» **YOUR OBJECTIVE**
Reproduce the passage of the youth detention article from "After a long-running" to "training in youth detention.".

» **DOCUMENT TEXT**

══════

After a long-running campaign and in the face of rising public alarm, the Western Australian government has announced a $63million package it says will address the crisis in youth detention.
The funding and reform plan, revealed in the Sunday Times, is intended to deliver expanded mental health care, improved conditions and more education and vocational training in youth detention.
This comes in addition to funding announced earlier for building upgrades and to tackle the long-running dire staff shortages that saw the excessive use of lockdowns in the system.
"The public rightfully expects that community safety is paramount. It is also vital to break the cycle of crime for young people," Premier Mark McGowan told the Sunday Times.
Former Inspector of Custodial Services, Professor Neil Morgan, has noted repeatedly that the high rate of re-offending among former Banksia Hill detainees, around 70%, indicated the failure of the system.
Indigenous youth are radically overrepresentated in the children detained at Banksia Hill and Casuarina Prison's Unit 18.
Premier McGowan recently met with a small group of advocates at a summit called in the wake of disturbing footage from within Banksia Hill being broadcast by state and national media.
Human rights advocate Megan Krakouer, who has worked with hundreds of current and former Banksia Hill detainees building a class action case, told National Indigenous Times that "more than half that (newly announced) spend is on upgrading cells".
"It's a spend on concrete and steel instead of personnel. Most of the rest of that spend is on guards and the smaller spend is on a few workers," she said.
"The children have been betrayed and the government doesn't want to learn. We need to tap into the actual rehabilitation experts and what has been demonstrated to work."
Judges, former judges, the Australian Human Rights Commission, custodial inspectors, legal academics, Mental Health Australia, health experts and union representatives have all criticised the operation of Western Australia's youth justice system and called for change.

══════

(Dataset records)

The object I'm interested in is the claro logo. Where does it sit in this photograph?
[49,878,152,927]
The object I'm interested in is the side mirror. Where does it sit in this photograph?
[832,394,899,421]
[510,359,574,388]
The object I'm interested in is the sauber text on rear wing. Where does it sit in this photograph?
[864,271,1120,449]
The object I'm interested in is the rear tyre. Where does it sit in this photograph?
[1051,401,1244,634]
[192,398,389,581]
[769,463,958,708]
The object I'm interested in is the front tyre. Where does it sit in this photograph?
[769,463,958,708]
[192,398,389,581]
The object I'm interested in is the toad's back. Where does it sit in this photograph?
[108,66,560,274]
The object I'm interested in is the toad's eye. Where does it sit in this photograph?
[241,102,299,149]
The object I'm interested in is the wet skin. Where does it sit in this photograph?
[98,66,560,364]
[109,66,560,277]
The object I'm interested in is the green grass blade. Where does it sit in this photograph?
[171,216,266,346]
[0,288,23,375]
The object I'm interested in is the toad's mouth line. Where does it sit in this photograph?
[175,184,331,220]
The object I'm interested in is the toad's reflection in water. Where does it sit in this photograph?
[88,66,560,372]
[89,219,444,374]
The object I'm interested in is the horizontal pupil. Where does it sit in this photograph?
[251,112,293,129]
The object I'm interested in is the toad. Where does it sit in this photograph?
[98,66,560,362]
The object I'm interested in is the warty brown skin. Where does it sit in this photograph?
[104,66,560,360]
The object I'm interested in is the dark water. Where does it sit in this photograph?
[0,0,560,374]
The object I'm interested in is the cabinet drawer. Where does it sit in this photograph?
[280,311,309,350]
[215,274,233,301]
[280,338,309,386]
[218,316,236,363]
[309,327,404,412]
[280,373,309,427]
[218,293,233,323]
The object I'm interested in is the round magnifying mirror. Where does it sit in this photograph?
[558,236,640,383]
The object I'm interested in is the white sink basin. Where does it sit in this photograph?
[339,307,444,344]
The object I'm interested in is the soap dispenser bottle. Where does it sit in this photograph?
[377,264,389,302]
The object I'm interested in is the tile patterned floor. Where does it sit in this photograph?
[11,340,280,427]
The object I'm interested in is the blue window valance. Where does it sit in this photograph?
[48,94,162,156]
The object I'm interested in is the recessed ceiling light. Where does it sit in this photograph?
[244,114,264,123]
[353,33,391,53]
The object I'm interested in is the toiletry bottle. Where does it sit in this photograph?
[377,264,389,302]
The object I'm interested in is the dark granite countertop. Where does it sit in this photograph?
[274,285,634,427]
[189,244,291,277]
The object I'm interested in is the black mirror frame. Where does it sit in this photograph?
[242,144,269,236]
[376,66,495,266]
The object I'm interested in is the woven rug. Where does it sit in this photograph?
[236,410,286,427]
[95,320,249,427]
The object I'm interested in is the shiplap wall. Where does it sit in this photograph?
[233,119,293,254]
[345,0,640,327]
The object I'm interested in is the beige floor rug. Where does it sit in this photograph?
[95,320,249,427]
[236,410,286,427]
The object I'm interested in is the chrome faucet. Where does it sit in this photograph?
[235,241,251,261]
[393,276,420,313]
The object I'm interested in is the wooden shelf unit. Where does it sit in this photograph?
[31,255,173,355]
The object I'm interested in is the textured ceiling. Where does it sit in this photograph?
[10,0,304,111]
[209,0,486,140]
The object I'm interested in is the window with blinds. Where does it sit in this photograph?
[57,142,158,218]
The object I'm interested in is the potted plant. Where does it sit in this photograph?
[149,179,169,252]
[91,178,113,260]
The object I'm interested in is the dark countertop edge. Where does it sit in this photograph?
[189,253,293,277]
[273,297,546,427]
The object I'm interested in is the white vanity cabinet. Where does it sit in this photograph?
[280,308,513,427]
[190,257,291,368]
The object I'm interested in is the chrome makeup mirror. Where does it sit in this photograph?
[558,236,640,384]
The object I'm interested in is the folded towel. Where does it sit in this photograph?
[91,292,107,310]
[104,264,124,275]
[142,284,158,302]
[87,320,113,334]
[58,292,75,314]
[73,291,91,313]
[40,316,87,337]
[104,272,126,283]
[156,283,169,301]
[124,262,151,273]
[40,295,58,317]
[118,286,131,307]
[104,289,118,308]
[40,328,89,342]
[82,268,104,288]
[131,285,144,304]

══════

» **PROBLEM SOLUTION**
After a long-running campaign and in the face of rising public alarm, the Western Australian government has announced a $63million package it says will address the crisis in youth detention.
The funding and reform plan, revealed in the Sunday Times, is intended to deliver expanded mental health care, improved conditions and more education and vocational training in youth detention.